Your objective ▸ Give back only the lines from the one with "Expected: one point per instance of the hospital" through the last line of the data, exactly as they appear.

** START OF Material for this exercise **

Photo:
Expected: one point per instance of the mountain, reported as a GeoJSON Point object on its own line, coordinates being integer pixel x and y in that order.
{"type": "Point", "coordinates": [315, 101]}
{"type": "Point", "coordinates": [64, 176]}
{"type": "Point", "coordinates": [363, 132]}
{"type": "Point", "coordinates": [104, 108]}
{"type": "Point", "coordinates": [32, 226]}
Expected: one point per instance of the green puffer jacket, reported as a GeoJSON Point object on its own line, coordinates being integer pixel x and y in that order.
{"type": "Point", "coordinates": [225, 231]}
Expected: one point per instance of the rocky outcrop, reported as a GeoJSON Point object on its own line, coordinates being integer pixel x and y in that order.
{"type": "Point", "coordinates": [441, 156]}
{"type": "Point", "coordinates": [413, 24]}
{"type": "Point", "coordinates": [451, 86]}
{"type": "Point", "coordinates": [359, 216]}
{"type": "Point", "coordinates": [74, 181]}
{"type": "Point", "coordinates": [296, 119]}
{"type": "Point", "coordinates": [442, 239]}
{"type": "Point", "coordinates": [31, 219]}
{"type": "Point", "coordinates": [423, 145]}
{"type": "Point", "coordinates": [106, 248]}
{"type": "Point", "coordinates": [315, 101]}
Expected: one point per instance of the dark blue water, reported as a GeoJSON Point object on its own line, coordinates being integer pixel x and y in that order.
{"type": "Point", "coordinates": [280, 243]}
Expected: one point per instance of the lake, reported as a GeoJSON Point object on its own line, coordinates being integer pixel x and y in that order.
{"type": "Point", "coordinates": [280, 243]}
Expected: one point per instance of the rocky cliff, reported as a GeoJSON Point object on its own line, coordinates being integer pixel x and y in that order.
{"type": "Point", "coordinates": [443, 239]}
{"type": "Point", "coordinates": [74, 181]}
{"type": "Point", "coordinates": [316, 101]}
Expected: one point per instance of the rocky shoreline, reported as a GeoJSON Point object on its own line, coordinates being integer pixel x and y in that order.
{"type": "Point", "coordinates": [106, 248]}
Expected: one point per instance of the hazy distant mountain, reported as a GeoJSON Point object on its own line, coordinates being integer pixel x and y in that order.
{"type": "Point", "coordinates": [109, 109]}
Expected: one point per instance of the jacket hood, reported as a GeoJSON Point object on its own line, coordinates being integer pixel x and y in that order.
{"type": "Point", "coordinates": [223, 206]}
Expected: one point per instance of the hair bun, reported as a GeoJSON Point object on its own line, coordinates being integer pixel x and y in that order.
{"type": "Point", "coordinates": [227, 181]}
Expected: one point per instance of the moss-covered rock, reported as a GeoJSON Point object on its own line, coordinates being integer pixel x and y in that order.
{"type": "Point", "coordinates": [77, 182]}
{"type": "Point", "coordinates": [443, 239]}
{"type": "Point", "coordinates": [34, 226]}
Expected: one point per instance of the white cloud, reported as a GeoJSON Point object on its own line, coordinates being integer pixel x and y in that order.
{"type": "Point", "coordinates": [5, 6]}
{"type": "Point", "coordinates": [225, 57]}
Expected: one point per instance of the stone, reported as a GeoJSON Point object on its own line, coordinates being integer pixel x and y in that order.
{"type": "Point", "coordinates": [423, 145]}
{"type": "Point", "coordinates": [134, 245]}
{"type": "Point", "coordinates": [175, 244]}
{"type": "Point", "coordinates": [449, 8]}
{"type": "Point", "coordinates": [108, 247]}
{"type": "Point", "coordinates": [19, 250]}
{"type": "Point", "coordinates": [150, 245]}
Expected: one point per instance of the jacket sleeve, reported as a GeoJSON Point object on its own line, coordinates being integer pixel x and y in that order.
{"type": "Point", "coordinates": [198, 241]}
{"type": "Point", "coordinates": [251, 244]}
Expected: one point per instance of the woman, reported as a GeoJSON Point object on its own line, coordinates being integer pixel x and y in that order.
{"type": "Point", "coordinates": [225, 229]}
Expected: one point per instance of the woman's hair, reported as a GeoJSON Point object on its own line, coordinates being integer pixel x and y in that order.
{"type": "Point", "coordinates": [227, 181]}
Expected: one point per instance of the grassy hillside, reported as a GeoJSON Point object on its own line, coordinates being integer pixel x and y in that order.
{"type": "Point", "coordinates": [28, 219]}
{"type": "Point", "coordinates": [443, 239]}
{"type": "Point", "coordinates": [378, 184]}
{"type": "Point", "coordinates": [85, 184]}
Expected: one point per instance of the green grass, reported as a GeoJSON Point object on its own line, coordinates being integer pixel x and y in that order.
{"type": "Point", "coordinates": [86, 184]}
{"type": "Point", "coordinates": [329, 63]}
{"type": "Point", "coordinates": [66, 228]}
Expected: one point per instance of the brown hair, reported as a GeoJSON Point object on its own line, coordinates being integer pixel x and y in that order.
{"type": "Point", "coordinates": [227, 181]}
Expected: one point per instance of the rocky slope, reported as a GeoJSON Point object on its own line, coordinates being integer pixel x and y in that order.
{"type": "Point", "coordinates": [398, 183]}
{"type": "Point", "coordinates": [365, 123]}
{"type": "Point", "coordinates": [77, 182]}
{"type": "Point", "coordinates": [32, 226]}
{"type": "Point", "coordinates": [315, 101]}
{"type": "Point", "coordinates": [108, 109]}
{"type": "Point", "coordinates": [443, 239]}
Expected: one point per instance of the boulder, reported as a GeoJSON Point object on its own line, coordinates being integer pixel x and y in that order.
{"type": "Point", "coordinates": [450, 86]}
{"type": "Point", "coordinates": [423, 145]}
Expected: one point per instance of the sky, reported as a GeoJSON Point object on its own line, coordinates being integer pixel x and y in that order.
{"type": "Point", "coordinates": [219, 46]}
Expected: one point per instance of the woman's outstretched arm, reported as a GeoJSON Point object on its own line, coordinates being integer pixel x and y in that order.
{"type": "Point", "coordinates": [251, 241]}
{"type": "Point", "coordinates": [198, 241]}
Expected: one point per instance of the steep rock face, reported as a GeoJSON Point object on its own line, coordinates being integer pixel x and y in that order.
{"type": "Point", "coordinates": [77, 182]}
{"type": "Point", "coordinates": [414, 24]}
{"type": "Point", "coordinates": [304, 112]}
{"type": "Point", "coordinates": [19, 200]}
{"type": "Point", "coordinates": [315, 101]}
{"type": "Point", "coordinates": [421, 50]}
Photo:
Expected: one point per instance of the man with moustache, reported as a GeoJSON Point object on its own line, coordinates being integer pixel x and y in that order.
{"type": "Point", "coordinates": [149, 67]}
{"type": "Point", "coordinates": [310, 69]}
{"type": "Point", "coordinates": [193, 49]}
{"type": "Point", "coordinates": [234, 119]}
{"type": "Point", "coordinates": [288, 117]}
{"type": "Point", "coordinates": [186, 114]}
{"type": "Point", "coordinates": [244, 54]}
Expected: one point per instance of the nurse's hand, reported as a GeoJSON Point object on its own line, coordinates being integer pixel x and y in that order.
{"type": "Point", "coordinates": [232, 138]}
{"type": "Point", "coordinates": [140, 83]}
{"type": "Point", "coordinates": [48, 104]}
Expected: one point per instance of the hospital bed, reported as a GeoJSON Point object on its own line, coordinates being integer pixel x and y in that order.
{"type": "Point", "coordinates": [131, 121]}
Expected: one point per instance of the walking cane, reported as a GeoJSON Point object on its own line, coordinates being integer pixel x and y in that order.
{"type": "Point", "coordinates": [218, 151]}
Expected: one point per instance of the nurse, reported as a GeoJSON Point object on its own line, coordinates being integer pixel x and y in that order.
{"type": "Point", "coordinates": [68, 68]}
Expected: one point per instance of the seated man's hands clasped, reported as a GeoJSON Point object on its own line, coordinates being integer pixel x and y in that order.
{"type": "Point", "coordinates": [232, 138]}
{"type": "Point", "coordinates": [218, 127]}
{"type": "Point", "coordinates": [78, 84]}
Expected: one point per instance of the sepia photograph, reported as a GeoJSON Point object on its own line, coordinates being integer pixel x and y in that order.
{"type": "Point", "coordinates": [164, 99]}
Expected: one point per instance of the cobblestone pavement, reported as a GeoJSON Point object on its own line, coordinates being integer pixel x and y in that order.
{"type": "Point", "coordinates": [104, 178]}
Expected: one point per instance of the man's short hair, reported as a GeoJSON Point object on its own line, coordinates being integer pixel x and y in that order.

** END OF Material for this exercise **

Response ▸
Expected: one point per instance of the hospital bed, reported as a GeoJSON Point object on its own line, coordinates being integer pixel x and y in that order.
{"type": "Point", "coordinates": [131, 121]}
Expected: one point per instance of the walking cane, reported as a GeoJSON Point object on its own line, coordinates being integer pixel x and y in that order.
{"type": "Point", "coordinates": [218, 151]}
Expected: one point per instance of the nurse, reported as a GeoJSON Point object on its own line, coordinates being integer pixel x and y in that order.
{"type": "Point", "coordinates": [68, 68]}
Expected: one point per instance of the seated man's hands clasped, reported as a GeoJSON Point object on its own line, coordinates being integer pixel x and y in that order.
{"type": "Point", "coordinates": [232, 138]}
{"type": "Point", "coordinates": [218, 127]}
{"type": "Point", "coordinates": [78, 84]}
Expected: one point per instance of the sepia photograph, reported as a GeoJSON Point object on its own line, coordinates being integer pixel x and y in that order.
{"type": "Point", "coordinates": [164, 99]}
Expected: one point per instance of the cobblestone pavement, reported as a GeoJSON Point object on its own line, coordinates being integer pixel x and y in that order.
{"type": "Point", "coordinates": [104, 178]}
Expected: one point per instance of the man's short hair, reported as a GeoJSON Point object on its own line, coordinates being integer pixel x and y in that order.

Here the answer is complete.